> Sunulan Alıntı:
________________________________________
Fiillerin temelinde irade veya akıldan hangisinin daha etkin olduğunu tespit etme çabası ilahi fiilleri konu edindiği zaman, iradeciliğin bir türü olan teolojik voluntarizm söz konusu olur. Kelamdaki kudret veya hikmetten hangisinin ilahi fiillerin temelinde yer aldığına yönelik tartışmanın Orta Çağ Batı dünyasındaki muadili teolojik voluntarizm denilen bu meta-etik doktrindir. Buna göre Tanrı’nın fiilleri, O’nun iyi olana yönelik bilgisiyle, hikmetiyle sınırlandırılamaz. O’nun kudretini mantıki imkânsızlık dışında hiçbir şey sınırlamaz. Şu hâlde ahlaki yargılarımızın kaynağı ilahi iradedir.

Orta Çağ’da yaygın olan teleolojik evren tasavvuru, kozmik evrende geçerli olan ilkelerle, hukuk evreninde geçerli olan ilkeler arasında irtibat kurmayı, Tanrı’nın bu iki evreni aynı ilkelerle yönettiğini söylemeyi kolaylaştırıyordu. 17. yüzyılda yaygınlaşan mekanik evren tasavvurunda ise, kozmik alanda hüküm süren determinist sebep-sonuç ilkesinin, toplumsal sahada (hukuk ve ahlak sahasında) hüküm sürmesi gereken özgür irade ilkesiyle uyumunun nasıl sağlanacağı felsefi bir problem olarak kendini gösterdi.
________________________________________
> Veri Kümesi Kesitleri:
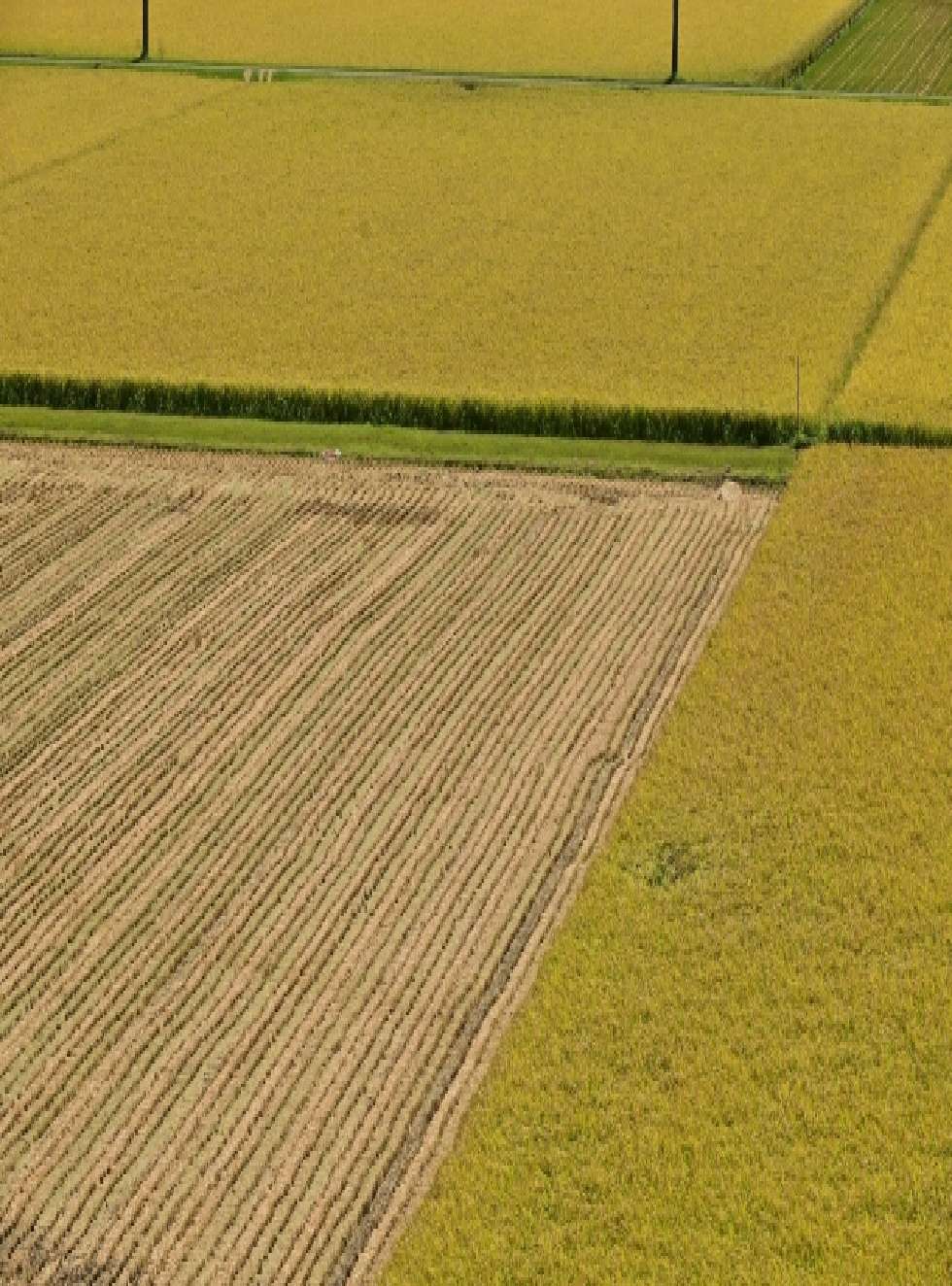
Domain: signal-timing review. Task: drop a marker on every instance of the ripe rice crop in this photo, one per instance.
________________________________________
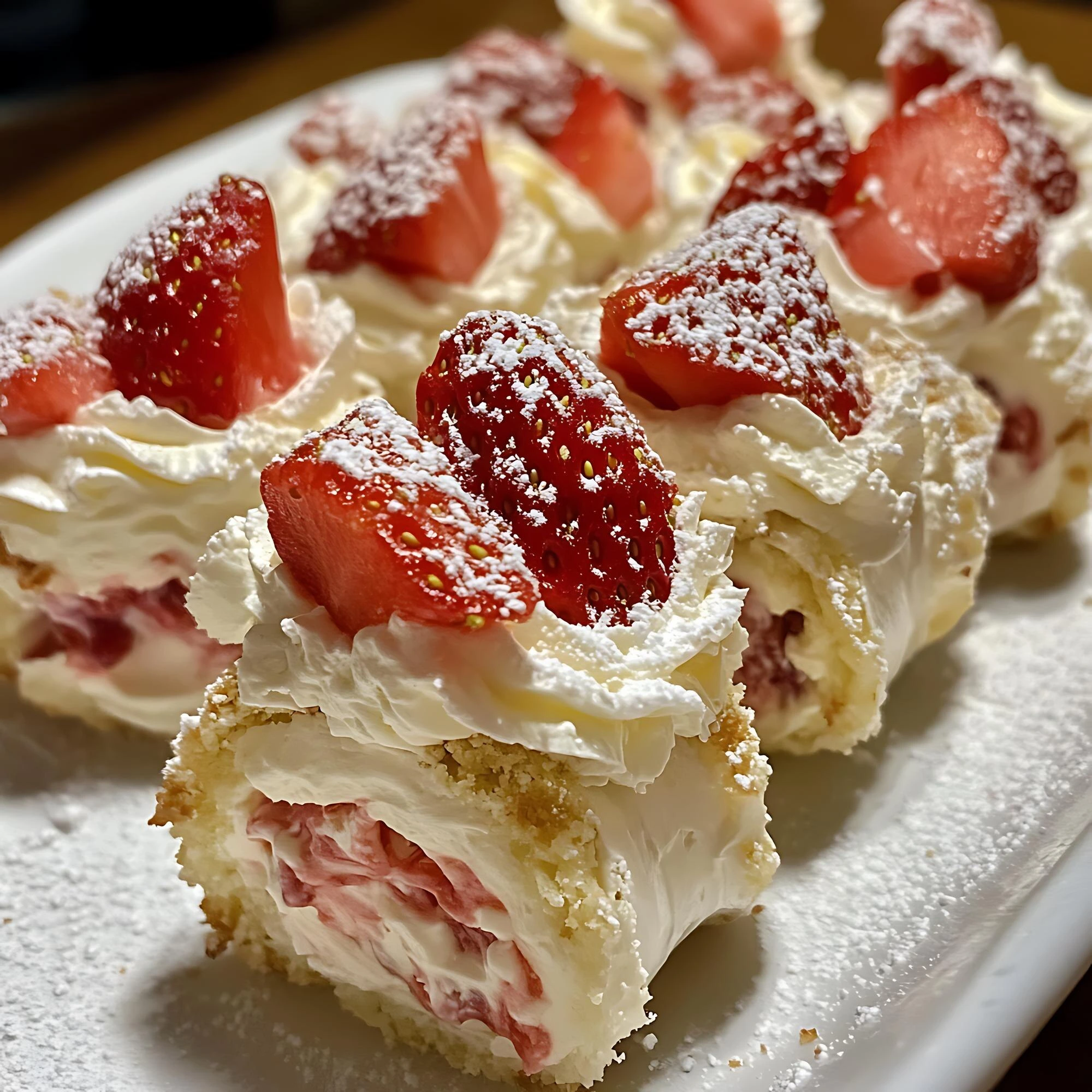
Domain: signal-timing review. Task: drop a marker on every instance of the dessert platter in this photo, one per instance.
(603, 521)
________________________________________
> Görev: Teolojik voluntarizmi anlatan metne göre Tanrı'nın kudretini ne sınırlar?

> Cevap Aşağıda: Tanrı'nın kudretini mantıki imkânsızlık dışında hiçbir şey sınırlamaz.